## TASK DESCRIPTION:
Transcribe the material in full. Nothing should differ except that the pictures are left out.

Dataset records:
# # # #
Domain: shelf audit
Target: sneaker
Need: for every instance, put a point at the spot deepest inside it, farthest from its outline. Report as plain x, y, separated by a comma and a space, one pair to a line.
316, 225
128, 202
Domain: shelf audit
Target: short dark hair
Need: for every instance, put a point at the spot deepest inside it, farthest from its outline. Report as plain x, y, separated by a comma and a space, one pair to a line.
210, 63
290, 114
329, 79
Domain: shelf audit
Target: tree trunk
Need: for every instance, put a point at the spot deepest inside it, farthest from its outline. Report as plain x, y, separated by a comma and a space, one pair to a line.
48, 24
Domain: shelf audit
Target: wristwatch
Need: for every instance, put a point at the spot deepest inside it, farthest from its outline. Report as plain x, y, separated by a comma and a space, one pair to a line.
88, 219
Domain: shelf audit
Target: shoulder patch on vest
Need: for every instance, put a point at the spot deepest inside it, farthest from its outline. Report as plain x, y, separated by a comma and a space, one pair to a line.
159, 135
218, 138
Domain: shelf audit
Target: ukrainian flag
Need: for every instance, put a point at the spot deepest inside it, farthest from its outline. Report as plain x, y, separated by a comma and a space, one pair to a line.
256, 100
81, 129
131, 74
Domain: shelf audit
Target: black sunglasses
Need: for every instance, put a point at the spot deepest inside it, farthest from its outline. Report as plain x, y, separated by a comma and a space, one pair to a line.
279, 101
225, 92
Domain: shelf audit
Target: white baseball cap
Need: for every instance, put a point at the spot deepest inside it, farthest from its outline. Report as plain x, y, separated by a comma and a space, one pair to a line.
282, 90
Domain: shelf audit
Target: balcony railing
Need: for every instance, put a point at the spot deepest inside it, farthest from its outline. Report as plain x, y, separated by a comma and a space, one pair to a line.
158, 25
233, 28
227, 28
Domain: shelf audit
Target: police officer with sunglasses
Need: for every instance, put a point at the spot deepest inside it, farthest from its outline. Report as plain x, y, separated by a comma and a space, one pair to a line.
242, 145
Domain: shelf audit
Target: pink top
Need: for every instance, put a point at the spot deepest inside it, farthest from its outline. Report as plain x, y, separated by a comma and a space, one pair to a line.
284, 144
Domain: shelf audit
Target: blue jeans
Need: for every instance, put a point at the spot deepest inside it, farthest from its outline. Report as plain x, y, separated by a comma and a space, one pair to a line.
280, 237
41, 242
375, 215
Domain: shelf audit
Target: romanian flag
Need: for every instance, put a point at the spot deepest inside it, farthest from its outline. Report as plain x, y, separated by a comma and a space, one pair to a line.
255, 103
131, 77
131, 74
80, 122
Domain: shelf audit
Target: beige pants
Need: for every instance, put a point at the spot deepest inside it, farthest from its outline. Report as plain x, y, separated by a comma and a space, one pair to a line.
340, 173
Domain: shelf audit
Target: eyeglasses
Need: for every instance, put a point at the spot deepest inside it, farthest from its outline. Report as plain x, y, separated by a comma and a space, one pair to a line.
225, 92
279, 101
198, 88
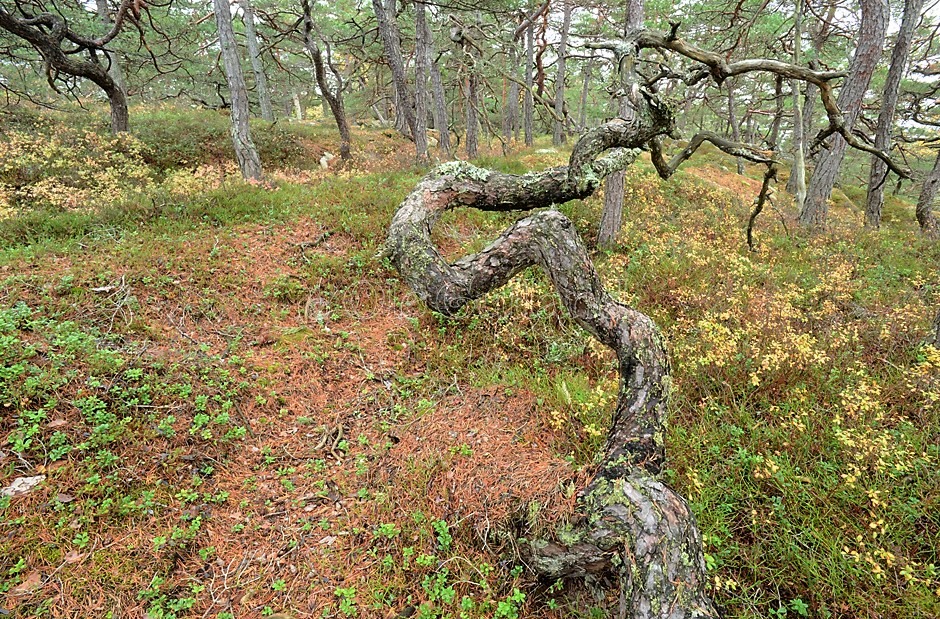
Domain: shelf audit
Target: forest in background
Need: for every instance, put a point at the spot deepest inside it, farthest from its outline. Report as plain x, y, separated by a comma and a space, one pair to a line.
237, 408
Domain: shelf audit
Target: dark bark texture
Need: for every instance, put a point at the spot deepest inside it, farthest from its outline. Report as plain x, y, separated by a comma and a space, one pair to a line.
248, 160
388, 31
333, 99
422, 61
441, 122
257, 66
49, 34
928, 193
558, 132
634, 527
889, 103
867, 53
612, 213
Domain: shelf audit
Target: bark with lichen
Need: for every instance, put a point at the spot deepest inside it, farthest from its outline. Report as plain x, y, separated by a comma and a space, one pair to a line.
632, 526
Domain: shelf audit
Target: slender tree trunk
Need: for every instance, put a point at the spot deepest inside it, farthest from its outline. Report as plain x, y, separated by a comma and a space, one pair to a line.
797, 182
612, 215
529, 104
889, 103
632, 528
559, 135
333, 99
421, 84
936, 331
254, 54
582, 115
511, 107
867, 55
925, 215
245, 151
115, 69
388, 30
441, 122
733, 124
473, 125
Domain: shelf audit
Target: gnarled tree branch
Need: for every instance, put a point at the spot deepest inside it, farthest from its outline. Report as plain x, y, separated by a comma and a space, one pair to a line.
634, 526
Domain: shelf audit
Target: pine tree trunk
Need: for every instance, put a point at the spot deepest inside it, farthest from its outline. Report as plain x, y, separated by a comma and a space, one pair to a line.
582, 115
254, 54
248, 161
559, 135
473, 125
867, 54
388, 31
899, 57
439, 113
529, 104
924, 212
612, 215
333, 100
511, 106
632, 529
421, 84
114, 63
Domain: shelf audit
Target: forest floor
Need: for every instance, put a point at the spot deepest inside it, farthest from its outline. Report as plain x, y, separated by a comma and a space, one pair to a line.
234, 408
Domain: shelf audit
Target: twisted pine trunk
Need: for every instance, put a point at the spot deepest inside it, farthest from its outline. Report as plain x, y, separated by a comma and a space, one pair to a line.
635, 528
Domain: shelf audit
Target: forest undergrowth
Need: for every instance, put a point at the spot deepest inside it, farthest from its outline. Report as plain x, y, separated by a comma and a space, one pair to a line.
234, 408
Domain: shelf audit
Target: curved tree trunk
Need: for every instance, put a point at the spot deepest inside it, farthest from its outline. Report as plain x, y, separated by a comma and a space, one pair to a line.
248, 160
867, 54
439, 112
636, 529
899, 56
254, 55
924, 211
333, 100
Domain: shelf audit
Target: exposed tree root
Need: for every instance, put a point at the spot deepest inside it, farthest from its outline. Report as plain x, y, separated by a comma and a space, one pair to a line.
633, 526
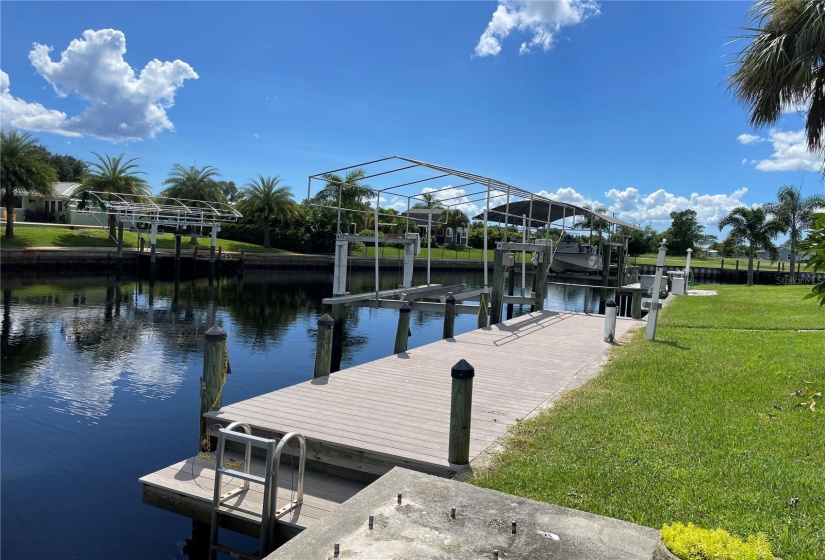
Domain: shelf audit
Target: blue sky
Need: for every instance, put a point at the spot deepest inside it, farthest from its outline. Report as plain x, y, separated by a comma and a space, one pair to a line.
616, 103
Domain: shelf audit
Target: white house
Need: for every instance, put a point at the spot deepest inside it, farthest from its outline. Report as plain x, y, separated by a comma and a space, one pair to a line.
56, 207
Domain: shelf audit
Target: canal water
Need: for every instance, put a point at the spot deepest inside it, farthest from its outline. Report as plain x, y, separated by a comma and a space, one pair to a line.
100, 386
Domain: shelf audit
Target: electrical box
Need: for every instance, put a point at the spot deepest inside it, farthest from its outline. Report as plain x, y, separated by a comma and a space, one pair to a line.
417, 246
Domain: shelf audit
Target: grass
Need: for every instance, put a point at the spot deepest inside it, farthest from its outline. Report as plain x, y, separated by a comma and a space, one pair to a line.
708, 262
45, 236
704, 425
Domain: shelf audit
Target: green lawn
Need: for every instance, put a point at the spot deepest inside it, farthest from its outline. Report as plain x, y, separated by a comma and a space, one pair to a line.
704, 425
707, 262
95, 237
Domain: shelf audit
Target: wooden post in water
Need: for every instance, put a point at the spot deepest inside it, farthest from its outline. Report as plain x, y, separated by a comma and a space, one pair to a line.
498, 286
119, 249
323, 348
483, 313
403, 331
607, 249
540, 281
153, 250
214, 362
511, 280
653, 314
636, 305
177, 257
213, 242
449, 318
461, 405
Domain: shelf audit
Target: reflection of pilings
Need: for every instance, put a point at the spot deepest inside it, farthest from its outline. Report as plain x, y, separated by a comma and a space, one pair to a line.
197, 548
151, 302
338, 313
5, 334
175, 294
110, 301
118, 297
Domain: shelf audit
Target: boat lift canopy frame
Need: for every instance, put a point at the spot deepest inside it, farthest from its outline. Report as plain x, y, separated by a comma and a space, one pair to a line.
514, 205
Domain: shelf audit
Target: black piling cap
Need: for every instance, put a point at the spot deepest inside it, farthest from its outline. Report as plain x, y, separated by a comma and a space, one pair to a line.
214, 334
463, 370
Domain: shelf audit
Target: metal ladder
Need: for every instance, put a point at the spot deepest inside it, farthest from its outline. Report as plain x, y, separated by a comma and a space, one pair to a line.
270, 512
# # # #
## ANSWER TO THE EXERCISE:
Domain: shelf audit
Target: sneaker
Need: for every instance, put a point at the spot deepest inside it, farthest from its outline. Report as plain x, y, separated by a comma and a space, one pair to a line.
316, 225
128, 202
Domain: shelf audit
Target: short dark hair
Need: for every instance, put a point at the spot deepest inside it, farthest from its outline. Report as plain x, y, separated by a comma and a space, one pair to a line.
210, 63
290, 114
329, 79
Domain: shelf audit
Target: tree trunk
Need: for every instance, put a point at the spot deepest inside it, farthest from its outline. Report as plain x, y, separated by a comma and a space, one pair to a line.
48, 24
Domain: shelf audit
Target: wristwatch
Need: for every instance, put a point at the spot deepest inside it, farthest from its outline. Report as plain x, y, separated by a comma and a space, one pair to a line.
88, 219
Domain: shelf audit
Target: shoulder patch on vest
Need: for every instance, put a point at the spot deepest inside it, farthest from its outline. Report as plain x, y, separated by a comma and a space, one pair to a line.
159, 135
218, 138
Domain: shelf audit
Target: ukrainian flag
Need: for every instance, put a point at the spot deepest inside it, farthest from its outline. Report as plain x, y, separated by a comma and a space, one pair to a line.
256, 100
81, 129
131, 74
Domain: shelf audit
Target: black sunglasses
Need: for every instance, put a point at the spot deepest inside it, farthest from its outline. Report as plain x, y, separated by a comma and a space, one pair to a line.
279, 101
225, 92
Domain: shelf audit
Target: white baseball cap
Need: for every instance, put a point at the spot deepest inside it, farthest from its outline. Report as plain x, y, separated by a comma and a space, one pair to a line.
282, 90
Domain: shelf audit
Target: balcony railing
Need: for every instance, put a point at the spot deepest inside it, farthest from its outline. Report as plain x, y, separated by a comma and a space, one pair to a line.
158, 25
233, 28
227, 28
Domain: shelf audit
Target: police officer with sunglasses
Need: for every instance, put a point at the spot deepest inside it, farthest from its outline. Report as plain x, y, separated by a comma and a space, one pair to a line.
242, 145
Domain: shelf audit
Target: pink top
Need: for every instance, put a point at the spot deepest inside it, farthest from its outline. Report as plain x, y, separated by a comma and a space, one pair to a line.
284, 144
Domain: shelf audit
Target: blue jeans
Need: for every instance, put a point at the spot deepest inside it, farthest from its outline. Report as plain x, y, separated by a comma and a space, one pair to a line.
280, 237
41, 242
375, 215
Domain: shelf audit
Target: romanian flag
Need: for every instance, put a point at the spot deepest inside it, farthest from its outline. Report as plain x, y, separated by a comma and a space, one pair to a line.
255, 103
131, 77
131, 74
80, 122
Domain: shelf audit
Target: beige pants
Need: for every instance, put a point at the spot deepest inside it, farthest from its outline. Report as plain x, y, separated by a comma and a space, one pair to a line.
340, 173
Domain: shelf audit
Target: eyeglasses
Need: for every instance, put a point at the spot deepest inside it, farthest from its outline. Report as plain x, y, separated by a comma and a space, one pair to a line.
225, 92
279, 101
198, 88
Domain: shelf audit
Target: forest in background
Need: for every instance, put a point at the spot deepest inside it, farthest from its outline. Report as plain x, y, separated by a comma and a space, one pair to a line.
237, 408
Domain: shelf audit
Target: dark bark texture
Need: for every instance, put a point at the spot deepest inside it, farthest from its outline. Report as plain x, y, separated by a comma and a space, one pair to a line.
248, 160
388, 31
333, 99
422, 61
441, 122
257, 66
49, 34
928, 193
558, 132
634, 527
889, 103
867, 53
612, 213
Domain: shelf audit
Target: bark with lichen
Need: for every instance, put a point at the spot deepest inside it, farthest from its outline. Report as plain x, y, separated by a comma and a space, one pair to a line.
632, 526
Domain: shelf audit
Target: slender tree trunk
Need: for every instance, put a point at the spot deepest inside it, farthest from its outline. Report as plain x, y, separated by a comma and a space, one pair to a line.
797, 182
612, 215
529, 104
889, 103
632, 528
559, 135
333, 99
421, 84
936, 331
254, 54
582, 115
511, 107
867, 55
925, 215
245, 151
115, 69
388, 30
441, 122
733, 124
473, 125
Domain: shelf audit
Target: gnarled tree branch
Need: for every instance, put a point at the spot deepest inside it, farthest from its outline. Report as plain x, y, separated by a comma and a space, one pair to a line.
634, 526
Domain: shelf audit
Target: pine tree trunk
Need: for every instance, put a point at the spot deepest inside it, farthest from its outline. Report as plain x, y, separated by a comma and a space, one pair to a line.
582, 115
254, 54
248, 161
559, 135
473, 125
867, 54
388, 31
899, 57
439, 113
529, 104
924, 212
612, 215
333, 100
511, 106
632, 529
421, 84
114, 63
Domain: shelf audit
Target: forest floor
Need: for every instance, put a point at the spot deepest inside it, farthest from its outline. Report as plain x, y, separated by a comma and a space, one pair to a line.
234, 408
Domain: shelf audit
Target: twisted pine trunk
Need: for every instance, put a point at the spot deepest inside it, farthest from its outline. Report as plain x, y, separated by a comma and a space, one pair to a line.
635, 528
Domain: shelf audit
Target: forest undergrowth
Need: for every instance, put a point at the spot deepest inside it, farthest from its outline. Report as plain x, y, separated by a comma and a space, one pair to a line.
234, 408
Domain: shelf audit
Target: curved tree trunk
Need: for every instance, put a point at the spot deepest inside it, farthest from its outline. Report as plain x, y, separated by a comma and a space, one pair to a line.
248, 160
867, 54
439, 112
636, 529
899, 56
254, 55
924, 211
333, 100
Domain: shelf audit
Target: exposed tree root
Need: for every instance, put a point at the spot deepest inside it, farthest from its outline. Report as plain x, y, separated by a comma and a space, one pair to a line.
633, 526
Domain: shelf audit
Target: blue sky
Need: for every instance, put a point at the spot deepest inside it, farthest from its outline. Report as plain x, y, separated by a comma and a space, one pair to a line.
616, 103
Domain: shelf audit
Target: white house
Need: for every instance, put a point at the spot deepest inside it, farthest from its outline. Report as plain x, y, separated by a comma and a space, one pair to a line.
56, 207
Domain: shelf audit
Target: canal water
Need: for every instance, put a point at the spot deepest inside it, farthest from its outline. Report as plain x, y, separated by a comma and a space, one pair to a line.
100, 386
Domain: shelf audit
Target: electrical box
Need: for every instance, put a point at the spot deepest inside it, farthest from its outline. Report as plain x, y, separated by a comma and a space, one pair to a line.
417, 246
Domain: shelf audit
Target: grass
Need: for every instance, put a point at the spot deepest inside it, farthest from its outline. Report as plain x, y, separated by a comma and a space, one pair to a line.
708, 262
45, 236
704, 425
Domain: shelf audit
Target: green lawn
Need: for every instance, put a point at the spot deepest inside it, farthest from its outline. Report as plain x, y, separated by a comma and a space, one pair to a line.
704, 425
707, 262
95, 237
Domain: shelf audit
Target: wooden post in water
Need: for every instance, put a point at the spot deepest inside it, farthest from its outline. Report as plain x, y, separated by a comma and a space, one pair to a line.
498, 286
119, 249
323, 348
483, 313
403, 331
607, 249
540, 281
153, 250
214, 362
511, 280
653, 314
636, 305
177, 257
213, 242
449, 318
461, 405
Domain: shelf audit
Target: reflection of pilings
Need: for every instance, put a point at the spot deepest inside it, farthest from its outline. Report as plain x, y, separated by a comma and a space, one pair to a line.
197, 548
151, 302
338, 313
5, 334
175, 294
110, 301
118, 297
Domain: shelf audit
Target: boat lift canopy frame
Need: for every instance, put a point at the spot deepest inside it, farthest from its outline. Report as plain x, y, separated by a comma and a space, one pair to a line.
514, 205
Domain: shelf audit
Target: black piling cap
Need: for every instance, put a point at the spot deepest inside it, farthest from its outline. Report as plain x, y, separated by a comma and a space, one pair to a line.
214, 334
463, 370
Domain: shelf audit
Target: metal ladder
Need: for every instance, put a point at the spot deepest inside it, farthest from its outline. Report as plain x, y, separated by a comma and a space, one pair to a line.
270, 512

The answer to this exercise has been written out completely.